● REQUIRED TASK:
Using the passage about Ghulam Mohammed, decide whether each of these statements agrees with it. Answer yes or no for each, and quote the deciding words from the passage. 1. His father was a tabla player. 2. He came to Bombay in 1932. 3. Pakeezah was released before his death.

- Born: 1903 Bikaner, Rajputana Agency, British India
- Died: 17 March 1968 (aged 64–65) Mumbai, Maharashtra, India
- Occupations: film music composer, tabla player
- Years active: 1931 - 1963
- Awards: 1955: National Film Award for Best Music Direction: Mirza Ghalib (1954)

= Ghulam Mohammed (composer) =

Film music composer (1903–1968)

Ghulam Mohammed (1903 – 17 March 1968) was an Indian film score composer, who is notable for Hindi musical films such as Shair (1949), Pardes (1950), Mirza Ghalib (1954), Shama (1961) and Pakeezah (1972).

He received National Film Award for Best Music Direction (then called State Awards for Films) for Mirza Ghalib (1954). The shooting of his last film, Pakeezah, was held up for many years due to marital and personal problems between the film producer Kamal Amrohi and the lead actress Meena Kumari, and was finally released only after Ghulam Mohammed's death.

==Early life and career==
Ghulam Mohammed was born in Bikaner, Rajasthan, into a family of musicians. His father, Nabi Baksh, was an accomplished tabla player.

He started his career as a child actor at age six with the Punjab-based New Albert Theatrical Company and worked at the local Albert Theatre in Bikaner. He eventually signed on as a contract artiste for 25 rupees a month, but before he could take up the appointment, the theatre closed due to financial difficulties.

In 1924, he came to Bombay, where after a struggle of eight years, in 1932 he got the chance of playing the tabla in Saroj Movietone's Productions' "Raja Bharthari".

In music composition, he first became an assistant, to music director, Naushad in Kardar Productions, and worked with him and the veteran film composer Anil Biswas, for over 12 years, before composing independently, in the film 'Tiger Queen' (1947). He continued working independently and composed for several more films, and eventually won the 1955 National Film Award for Best Music Direction for his Mirza Ghalib (1954).

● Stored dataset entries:

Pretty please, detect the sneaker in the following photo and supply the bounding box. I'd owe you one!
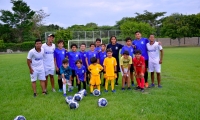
[112,90,116,93]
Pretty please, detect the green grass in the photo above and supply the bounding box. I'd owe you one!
[0,47,200,120]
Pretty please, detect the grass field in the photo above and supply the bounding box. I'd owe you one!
[0,47,200,120]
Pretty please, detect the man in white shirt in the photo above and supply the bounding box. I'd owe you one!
[147,34,163,88]
[27,39,47,97]
[42,34,55,92]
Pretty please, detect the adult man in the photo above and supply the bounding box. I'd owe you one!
[147,34,163,88]
[27,39,46,97]
[42,34,56,92]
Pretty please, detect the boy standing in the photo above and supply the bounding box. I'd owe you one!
[133,50,145,92]
[120,51,132,90]
[54,40,67,92]
[27,39,47,97]
[147,34,163,88]
[103,49,117,92]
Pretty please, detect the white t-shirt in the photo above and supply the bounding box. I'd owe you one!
[42,43,55,70]
[27,48,44,73]
[147,41,162,63]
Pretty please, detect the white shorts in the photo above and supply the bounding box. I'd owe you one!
[148,62,161,73]
[62,78,71,86]
[30,72,46,82]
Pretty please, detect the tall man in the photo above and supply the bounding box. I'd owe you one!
[42,34,56,92]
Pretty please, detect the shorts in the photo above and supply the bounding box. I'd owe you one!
[30,72,46,82]
[62,78,71,86]
[90,75,101,85]
[149,62,161,73]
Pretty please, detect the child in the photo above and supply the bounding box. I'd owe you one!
[147,34,163,88]
[121,37,134,86]
[88,57,103,94]
[99,44,106,86]
[67,44,81,86]
[54,40,66,92]
[60,59,72,97]
[75,60,86,91]
[103,49,117,92]
[120,51,132,90]
[133,50,145,92]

● RESPONSE TO THE TASK:
1. Yes: "His father, Nabi Baksh, was an accomplished tabla player."
2. No: "In 1924, he came to Bombay"
3. No: "was finally released only after Ghulam Mohammed's death"